■ GIVEN PROBLEM:
List every line of the listing below that contains the word "lattice", matching case exactly.

----------

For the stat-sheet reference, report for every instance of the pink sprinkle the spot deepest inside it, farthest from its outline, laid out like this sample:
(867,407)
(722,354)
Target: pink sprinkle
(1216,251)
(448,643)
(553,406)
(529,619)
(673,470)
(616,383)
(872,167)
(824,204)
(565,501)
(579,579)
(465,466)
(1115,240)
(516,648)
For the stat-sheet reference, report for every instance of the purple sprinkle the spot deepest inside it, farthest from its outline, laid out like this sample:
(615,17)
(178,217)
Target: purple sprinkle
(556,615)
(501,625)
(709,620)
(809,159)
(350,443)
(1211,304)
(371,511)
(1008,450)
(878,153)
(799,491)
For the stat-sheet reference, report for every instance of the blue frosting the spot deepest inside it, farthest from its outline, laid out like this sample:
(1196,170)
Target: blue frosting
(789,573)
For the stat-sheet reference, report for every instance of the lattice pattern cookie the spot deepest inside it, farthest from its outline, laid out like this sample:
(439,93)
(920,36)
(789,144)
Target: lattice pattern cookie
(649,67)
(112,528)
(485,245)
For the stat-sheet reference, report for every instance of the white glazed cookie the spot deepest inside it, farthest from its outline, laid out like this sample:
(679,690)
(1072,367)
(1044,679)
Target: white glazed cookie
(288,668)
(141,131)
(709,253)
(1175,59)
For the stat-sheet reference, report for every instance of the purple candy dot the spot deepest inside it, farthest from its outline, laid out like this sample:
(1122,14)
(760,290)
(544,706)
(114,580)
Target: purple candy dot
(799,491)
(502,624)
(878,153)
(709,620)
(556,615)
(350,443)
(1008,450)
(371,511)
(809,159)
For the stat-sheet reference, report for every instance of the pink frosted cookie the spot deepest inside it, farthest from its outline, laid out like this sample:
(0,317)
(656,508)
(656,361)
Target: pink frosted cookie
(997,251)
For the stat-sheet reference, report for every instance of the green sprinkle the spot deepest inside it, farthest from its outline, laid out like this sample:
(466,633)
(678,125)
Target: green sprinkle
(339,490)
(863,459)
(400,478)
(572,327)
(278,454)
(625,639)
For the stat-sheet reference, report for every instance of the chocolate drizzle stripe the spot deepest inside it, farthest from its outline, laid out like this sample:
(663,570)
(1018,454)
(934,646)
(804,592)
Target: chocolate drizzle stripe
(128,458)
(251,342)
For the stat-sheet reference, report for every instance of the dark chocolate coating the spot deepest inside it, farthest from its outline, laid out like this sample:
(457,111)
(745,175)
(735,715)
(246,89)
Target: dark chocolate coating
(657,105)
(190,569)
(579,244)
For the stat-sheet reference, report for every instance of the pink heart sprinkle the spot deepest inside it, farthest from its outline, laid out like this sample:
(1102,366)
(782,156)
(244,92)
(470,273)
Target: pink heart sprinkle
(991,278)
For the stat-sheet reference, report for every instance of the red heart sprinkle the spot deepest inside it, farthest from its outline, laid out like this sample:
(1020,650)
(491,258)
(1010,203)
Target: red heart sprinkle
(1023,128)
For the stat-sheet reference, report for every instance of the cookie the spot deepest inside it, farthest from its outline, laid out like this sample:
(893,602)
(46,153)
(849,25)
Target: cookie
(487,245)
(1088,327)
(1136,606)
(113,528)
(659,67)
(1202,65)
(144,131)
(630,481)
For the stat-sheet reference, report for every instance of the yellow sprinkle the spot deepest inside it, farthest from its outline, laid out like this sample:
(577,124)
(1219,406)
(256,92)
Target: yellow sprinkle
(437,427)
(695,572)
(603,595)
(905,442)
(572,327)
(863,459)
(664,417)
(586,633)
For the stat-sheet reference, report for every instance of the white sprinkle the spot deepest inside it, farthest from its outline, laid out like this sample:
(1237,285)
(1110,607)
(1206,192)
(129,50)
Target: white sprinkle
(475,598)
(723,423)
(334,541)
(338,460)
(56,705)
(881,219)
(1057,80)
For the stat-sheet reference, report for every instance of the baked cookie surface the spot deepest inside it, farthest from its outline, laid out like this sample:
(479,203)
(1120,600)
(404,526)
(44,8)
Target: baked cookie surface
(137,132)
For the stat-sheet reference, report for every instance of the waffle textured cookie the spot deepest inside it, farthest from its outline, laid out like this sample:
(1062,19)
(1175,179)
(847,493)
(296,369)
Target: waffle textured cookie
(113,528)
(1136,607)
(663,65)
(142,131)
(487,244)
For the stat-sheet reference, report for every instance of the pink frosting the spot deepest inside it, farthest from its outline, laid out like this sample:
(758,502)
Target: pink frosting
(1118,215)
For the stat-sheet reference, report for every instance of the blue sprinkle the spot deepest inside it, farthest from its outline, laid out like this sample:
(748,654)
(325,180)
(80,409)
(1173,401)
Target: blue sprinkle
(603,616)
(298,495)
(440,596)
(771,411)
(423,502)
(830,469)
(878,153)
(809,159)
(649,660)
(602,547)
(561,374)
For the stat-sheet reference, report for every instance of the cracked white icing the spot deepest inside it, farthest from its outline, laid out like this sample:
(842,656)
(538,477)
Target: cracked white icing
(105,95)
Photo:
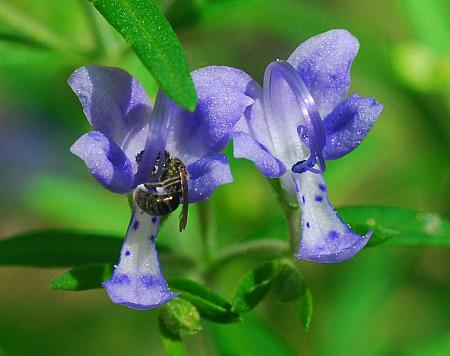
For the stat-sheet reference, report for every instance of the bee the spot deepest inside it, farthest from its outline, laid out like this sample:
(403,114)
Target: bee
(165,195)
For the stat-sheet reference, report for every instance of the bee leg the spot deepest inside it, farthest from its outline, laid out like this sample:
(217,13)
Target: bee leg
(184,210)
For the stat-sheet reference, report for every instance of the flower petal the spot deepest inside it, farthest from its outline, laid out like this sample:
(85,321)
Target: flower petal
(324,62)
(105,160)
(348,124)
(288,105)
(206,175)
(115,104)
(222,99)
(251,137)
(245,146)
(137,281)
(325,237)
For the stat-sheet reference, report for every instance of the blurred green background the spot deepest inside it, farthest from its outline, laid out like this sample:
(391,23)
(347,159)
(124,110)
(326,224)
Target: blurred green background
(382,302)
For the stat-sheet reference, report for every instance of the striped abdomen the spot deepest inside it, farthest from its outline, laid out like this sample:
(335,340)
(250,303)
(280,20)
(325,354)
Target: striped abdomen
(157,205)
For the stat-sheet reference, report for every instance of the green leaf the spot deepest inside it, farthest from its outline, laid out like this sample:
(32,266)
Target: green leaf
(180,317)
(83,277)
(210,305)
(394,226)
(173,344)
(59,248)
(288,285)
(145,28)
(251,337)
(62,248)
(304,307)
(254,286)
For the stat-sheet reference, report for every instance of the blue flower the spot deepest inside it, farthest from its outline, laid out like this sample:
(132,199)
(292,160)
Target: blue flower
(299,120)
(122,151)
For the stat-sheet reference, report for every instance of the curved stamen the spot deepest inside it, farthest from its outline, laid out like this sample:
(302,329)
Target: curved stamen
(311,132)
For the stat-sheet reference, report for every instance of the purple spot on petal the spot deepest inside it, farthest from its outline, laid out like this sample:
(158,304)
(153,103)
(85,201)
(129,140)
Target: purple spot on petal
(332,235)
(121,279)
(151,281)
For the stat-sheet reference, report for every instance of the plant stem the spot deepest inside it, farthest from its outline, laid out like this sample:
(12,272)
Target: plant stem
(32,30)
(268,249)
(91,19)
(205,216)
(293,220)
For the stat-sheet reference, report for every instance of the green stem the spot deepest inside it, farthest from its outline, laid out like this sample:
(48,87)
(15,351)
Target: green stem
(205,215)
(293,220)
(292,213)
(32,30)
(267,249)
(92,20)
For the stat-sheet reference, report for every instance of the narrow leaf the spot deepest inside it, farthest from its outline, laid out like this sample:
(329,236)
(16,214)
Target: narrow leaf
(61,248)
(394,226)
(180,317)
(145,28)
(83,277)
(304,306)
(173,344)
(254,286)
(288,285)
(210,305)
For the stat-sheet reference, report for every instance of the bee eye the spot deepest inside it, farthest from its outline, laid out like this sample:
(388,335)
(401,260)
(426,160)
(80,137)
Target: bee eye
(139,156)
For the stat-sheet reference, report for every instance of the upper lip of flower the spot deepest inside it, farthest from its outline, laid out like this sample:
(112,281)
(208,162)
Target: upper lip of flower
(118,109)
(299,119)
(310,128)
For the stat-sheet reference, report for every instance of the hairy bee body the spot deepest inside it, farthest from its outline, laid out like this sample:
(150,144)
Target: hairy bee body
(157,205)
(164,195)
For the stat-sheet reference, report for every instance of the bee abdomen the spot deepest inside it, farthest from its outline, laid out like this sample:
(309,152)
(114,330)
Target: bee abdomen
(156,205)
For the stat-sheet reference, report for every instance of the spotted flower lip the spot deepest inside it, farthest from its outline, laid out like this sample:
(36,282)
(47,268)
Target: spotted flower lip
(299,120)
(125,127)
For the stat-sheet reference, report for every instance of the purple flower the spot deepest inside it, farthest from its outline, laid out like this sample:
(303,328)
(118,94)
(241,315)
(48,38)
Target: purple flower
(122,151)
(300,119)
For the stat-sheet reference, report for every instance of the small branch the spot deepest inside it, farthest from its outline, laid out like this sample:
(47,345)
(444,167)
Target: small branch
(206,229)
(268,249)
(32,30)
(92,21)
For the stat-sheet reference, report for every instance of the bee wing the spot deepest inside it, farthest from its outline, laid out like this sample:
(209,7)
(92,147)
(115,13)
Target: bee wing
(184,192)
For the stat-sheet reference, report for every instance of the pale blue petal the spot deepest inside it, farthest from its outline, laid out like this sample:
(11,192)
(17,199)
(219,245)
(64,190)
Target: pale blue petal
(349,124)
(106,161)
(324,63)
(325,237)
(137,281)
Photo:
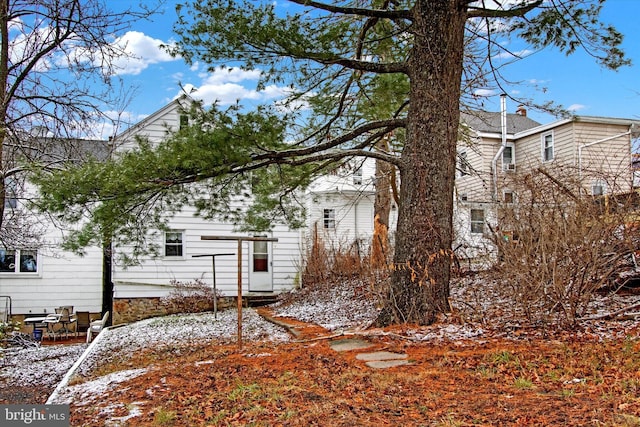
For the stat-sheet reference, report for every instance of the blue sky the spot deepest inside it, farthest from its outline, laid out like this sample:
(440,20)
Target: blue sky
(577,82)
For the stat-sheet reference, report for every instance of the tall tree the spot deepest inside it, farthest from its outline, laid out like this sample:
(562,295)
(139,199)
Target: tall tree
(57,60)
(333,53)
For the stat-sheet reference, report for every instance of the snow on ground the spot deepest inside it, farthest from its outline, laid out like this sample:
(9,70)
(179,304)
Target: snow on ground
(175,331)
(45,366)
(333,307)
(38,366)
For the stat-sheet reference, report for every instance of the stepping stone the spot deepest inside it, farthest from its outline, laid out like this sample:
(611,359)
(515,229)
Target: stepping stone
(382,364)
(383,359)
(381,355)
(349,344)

----------

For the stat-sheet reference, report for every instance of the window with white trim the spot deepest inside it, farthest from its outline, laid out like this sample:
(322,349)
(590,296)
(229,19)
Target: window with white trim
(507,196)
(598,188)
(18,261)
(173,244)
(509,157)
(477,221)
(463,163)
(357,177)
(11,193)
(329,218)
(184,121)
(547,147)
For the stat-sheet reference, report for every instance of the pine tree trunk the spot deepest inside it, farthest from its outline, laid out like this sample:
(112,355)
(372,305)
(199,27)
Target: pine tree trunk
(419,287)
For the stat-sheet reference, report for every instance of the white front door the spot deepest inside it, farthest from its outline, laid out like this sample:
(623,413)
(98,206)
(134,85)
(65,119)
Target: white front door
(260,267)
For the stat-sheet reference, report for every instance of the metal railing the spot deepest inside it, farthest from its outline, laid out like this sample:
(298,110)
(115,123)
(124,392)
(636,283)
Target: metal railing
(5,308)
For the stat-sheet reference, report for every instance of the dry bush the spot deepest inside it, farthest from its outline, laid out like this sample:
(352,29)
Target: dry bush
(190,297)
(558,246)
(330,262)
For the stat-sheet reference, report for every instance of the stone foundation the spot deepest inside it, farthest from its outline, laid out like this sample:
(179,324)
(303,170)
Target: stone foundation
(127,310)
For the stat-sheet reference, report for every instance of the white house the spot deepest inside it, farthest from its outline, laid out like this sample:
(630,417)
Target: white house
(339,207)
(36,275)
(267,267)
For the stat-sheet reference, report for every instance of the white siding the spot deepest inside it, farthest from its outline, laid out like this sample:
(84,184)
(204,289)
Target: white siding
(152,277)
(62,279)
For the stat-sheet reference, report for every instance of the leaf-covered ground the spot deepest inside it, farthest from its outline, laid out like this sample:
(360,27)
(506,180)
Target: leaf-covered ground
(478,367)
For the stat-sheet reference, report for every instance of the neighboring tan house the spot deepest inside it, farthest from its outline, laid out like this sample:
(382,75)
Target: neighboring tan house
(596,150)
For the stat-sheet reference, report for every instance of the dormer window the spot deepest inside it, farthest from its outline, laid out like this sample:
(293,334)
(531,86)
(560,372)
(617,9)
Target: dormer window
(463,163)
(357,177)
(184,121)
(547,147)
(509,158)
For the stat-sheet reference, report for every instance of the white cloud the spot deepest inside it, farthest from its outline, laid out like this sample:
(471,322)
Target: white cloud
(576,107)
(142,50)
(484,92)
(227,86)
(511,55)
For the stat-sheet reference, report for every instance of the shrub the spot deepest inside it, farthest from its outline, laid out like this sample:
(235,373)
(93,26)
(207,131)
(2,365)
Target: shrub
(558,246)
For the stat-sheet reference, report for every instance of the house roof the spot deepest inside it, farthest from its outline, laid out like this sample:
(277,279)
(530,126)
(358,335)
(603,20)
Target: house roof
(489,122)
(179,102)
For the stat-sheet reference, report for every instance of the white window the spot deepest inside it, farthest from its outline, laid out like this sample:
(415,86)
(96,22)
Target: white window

----------

■ ANSWER FOR THE TASK:
For the stat-sheet reference, report for every instance of the lattice pattern cookie the spot deepest inside it, farthest from its outline, laid out like this sample:
Target: lattice pattern cookie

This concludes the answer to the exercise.